**SUPPLIED MATERIAL:**
※

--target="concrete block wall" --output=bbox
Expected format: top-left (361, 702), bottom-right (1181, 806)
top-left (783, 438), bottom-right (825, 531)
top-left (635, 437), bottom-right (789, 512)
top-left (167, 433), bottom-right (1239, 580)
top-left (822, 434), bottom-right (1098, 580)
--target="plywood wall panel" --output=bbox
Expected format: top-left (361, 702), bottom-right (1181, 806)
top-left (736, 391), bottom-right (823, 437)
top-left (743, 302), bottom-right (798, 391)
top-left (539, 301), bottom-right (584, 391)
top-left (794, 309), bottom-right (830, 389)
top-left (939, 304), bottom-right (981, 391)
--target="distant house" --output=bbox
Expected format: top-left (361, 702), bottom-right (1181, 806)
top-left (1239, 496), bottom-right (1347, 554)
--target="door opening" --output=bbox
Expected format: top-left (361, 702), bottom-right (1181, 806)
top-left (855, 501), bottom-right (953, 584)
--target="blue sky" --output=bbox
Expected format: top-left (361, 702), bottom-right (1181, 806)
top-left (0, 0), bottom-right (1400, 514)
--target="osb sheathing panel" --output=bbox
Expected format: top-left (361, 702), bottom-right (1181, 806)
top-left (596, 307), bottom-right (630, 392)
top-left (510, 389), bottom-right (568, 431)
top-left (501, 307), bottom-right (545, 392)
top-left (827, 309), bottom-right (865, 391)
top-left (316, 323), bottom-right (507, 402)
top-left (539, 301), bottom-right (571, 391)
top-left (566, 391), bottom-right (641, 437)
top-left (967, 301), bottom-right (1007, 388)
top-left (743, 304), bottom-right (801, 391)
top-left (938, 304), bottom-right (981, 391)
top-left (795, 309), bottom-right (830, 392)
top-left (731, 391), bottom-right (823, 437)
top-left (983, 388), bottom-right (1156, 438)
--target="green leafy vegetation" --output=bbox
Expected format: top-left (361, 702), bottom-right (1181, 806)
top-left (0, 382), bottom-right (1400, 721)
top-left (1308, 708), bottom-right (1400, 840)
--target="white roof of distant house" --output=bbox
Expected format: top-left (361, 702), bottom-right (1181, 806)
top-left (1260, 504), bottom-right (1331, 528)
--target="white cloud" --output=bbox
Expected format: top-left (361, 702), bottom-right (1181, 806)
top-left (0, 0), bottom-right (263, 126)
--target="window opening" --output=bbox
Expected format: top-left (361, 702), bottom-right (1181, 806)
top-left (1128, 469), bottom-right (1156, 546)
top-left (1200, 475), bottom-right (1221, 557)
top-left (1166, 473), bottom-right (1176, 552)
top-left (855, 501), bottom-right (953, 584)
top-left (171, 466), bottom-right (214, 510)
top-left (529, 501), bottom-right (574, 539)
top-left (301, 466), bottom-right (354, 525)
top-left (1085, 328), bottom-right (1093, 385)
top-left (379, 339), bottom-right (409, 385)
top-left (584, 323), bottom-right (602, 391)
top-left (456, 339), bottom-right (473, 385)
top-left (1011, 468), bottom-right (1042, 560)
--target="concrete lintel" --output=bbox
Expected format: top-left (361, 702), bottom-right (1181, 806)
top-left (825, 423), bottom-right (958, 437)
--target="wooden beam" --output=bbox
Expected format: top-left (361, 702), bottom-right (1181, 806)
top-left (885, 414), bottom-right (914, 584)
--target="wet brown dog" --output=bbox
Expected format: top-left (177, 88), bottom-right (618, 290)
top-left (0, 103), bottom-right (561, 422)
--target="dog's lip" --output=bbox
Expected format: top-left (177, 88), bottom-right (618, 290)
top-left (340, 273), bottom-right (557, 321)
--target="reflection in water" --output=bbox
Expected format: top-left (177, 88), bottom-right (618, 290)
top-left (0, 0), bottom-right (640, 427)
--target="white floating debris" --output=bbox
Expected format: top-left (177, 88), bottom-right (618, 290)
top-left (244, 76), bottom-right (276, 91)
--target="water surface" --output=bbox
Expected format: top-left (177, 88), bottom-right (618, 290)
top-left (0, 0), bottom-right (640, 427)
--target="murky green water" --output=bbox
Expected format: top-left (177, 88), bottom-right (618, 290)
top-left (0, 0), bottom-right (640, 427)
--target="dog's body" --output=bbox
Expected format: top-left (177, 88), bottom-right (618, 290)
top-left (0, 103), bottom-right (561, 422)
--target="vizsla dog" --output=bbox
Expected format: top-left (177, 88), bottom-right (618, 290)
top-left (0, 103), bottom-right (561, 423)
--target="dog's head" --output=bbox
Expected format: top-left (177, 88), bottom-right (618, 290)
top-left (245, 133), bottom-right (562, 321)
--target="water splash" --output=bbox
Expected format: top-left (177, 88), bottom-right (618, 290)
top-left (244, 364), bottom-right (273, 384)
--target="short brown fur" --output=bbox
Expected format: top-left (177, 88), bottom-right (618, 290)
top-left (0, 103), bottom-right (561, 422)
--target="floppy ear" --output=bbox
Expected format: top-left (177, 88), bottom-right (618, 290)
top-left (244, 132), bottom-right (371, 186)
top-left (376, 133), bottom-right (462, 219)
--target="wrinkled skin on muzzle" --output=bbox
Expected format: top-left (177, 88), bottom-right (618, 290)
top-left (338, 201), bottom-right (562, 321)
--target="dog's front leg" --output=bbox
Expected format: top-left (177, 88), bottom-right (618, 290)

※

**WHAT IS REQUIRED:**
Please reproduce all of the rows above, substituting "Required format" for every occurrence of "Expected format" and leaving everything else unchanged.

**SOLVED PROBLEM:**
--target="concrete block wall" --output=bbox
Required format: top-left (361, 702), bottom-right (1181, 806)
top-left (783, 438), bottom-right (825, 531)
top-left (635, 437), bottom-right (789, 512)
top-left (167, 433), bottom-right (1239, 580)
top-left (822, 434), bottom-right (1098, 580)
--target="plywood wall panel" --output=bbox
Required format: top-left (361, 702), bottom-right (1181, 806)
top-left (736, 391), bottom-right (823, 437)
top-left (743, 302), bottom-right (798, 391)
top-left (539, 301), bottom-right (584, 391)
top-left (794, 309), bottom-right (830, 389)
top-left (939, 304), bottom-right (981, 391)
--target="distant house" --output=bbox
Required format: top-left (361, 702), bottom-right (1181, 806)
top-left (1239, 496), bottom-right (1347, 554)
--target="door opening" --output=bbox
Required format: top-left (361, 702), bottom-right (1181, 806)
top-left (855, 501), bottom-right (953, 584)
--target="blue sky" --output=bbox
Required format: top-left (361, 702), bottom-right (1181, 806)
top-left (0, 0), bottom-right (1400, 514)
--target="osb sheathing panel" --output=bbox
Required format: top-left (361, 702), bottom-right (1181, 806)
top-left (596, 307), bottom-right (630, 392)
top-left (510, 389), bottom-right (568, 431)
top-left (501, 307), bottom-right (545, 392)
top-left (827, 309), bottom-right (865, 391)
top-left (316, 323), bottom-right (507, 402)
top-left (539, 301), bottom-right (571, 391)
top-left (566, 391), bottom-right (641, 437)
top-left (967, 301), bottom-right (1007, 388)
top-left (743, 304), bottom-right (801, 391)
top-left (938, 304), bottom-right (981, 391)
top-left (795, 309), bottom-right (830, 392)
top-left (731, 391), bottom-right (823, 437)
top-left (983, 388), bottom-right (1156, 438)
--target="green leafy vegetation" --output=bbox
Required format: top-left (361, 702), bottom-right (1181, 806)
top-left (0, 382), bottom-right (1400, 721)
top-left (1308, 708), bottom-right (1400, 840)
--target="white roof of distant house" --output=bbox
Required format: top-left (361, 702), bottom-right (1181, 806)
top-left (1260, 504), bottom-right (1331, 528)
--target="white cloud" --output=bbox
Required format: top-left (361, 702), bottom-right (1181, 806)
top-left (0, 0), bottom-right (263, 126)
--target="window opening" --output=bbox
Required format: top-left (361, 702), bottom-right (1181, 806)
top-left (1128, 469), bottom-right (1156, 546)
top-left (1200, 475), bottom-right (1221, 557)
top-left (1166, 473), bottom-right (1176, 552)
top-left (855, 501), bottom-right (953, 584)
top-left (171, 466), bottom-right (214, 510)
top-left (529, 501), bottom-right (574, 539)
top-left (301, 466), bottom-right (354, 525)
top-left (1085, 328), bottom-right (1093, 385)
top-left (379, 339), bottom-right (409, 385)
top-left (584, 323), bottom-right (602, 391)
top-left (456, 339), bottom-right (473, 385)
top-left (1011, 468), bottom-right (1042, 560)
--target="concrete lintel" --output=bbox
Required format: top-left (361, 702), bottom-right (1181, 806)
top-left (825, 423), bottom-right (958, 437)
--target="wooden beam" --output=bbox
Required format: top-left (361, 702), bottom-right (1181, 806)
top-left (885, 414), bottom-right (914, 584)
--target="wet brown dog" --output=bbox
Required format: top-left (177, 88), bottom-right (618, 290)
top-left (0, 103), bottom-right (561, 422)
--target="dog's lip" --output=bbox
Required format: top-left (177, 88), bottom-right (618, 290)
top-left (340, 273), bottom-right (557, 321)
--target="reflection in water" --output=bbox
Required format: top-left (177, 88), bottom-right (618, 290)
top-left (0, 0), bottom-right (640, 427)
--target="white floating debris" --output=bbox
Required format: top-left (177, 88), bottom-right (618, 290)
top-left (244, 76), bottom-right (276, 91)
--target="water surface" --output=bbox
Required format: top-left (177, 88), bottom-right (618, 290)
top-left (0, 0), bottom-right (640, 427)
--target="murky green water" --output=bbox
Required format: top-left (177, 88), bottom-right (618, 290)
top-left (0, 0), bottom-right (640, 427)
--target="dog's body" --output=bbox
Required format: top-left (177, 88), bottom-right (618, 290)
top-left (0, 103), bottom-right (561, 422)
--target="vizsla dog" --output=bbox
Required format: top-left (177, 88), bottom-right (618, 290)
top-left (0, 103), bottom-right (561, 423)
--target="dog's head" --output=bbox
Required format: top-left (177, 88), bottom-right (618, 290)
top-left (245, 133), bottom-right (562, 321)
--target="water splash" --output=bbox
Required format: top-left (177, 88), bottom-right (618, 290)
top-left (244, 364), bottom-right (273, 384)
--target="short brown fur" --output=bbox
Required format: top-left (177, 88), bottom-right (618, 290)
top-left (0, 103), bottom-right (561, 422)
--target="floppy ear" --output=bbox
Required format: top-left (177, 88), bottom-right (618, 290)
top-left (244, 132), bottom-right (371, 186)
top-left (376, 133), bottom-right (462, 219)
--target="wrinkled skin on muzzle" --output=bbox
Required format: top-left (177, 88), bottom-right (618, 290)
top-left (338, 201), bottom-right (562, 321)
--target="dog's front leg" --output=bbox
Required format: top-left (177, 88), bottom-right (618, 290)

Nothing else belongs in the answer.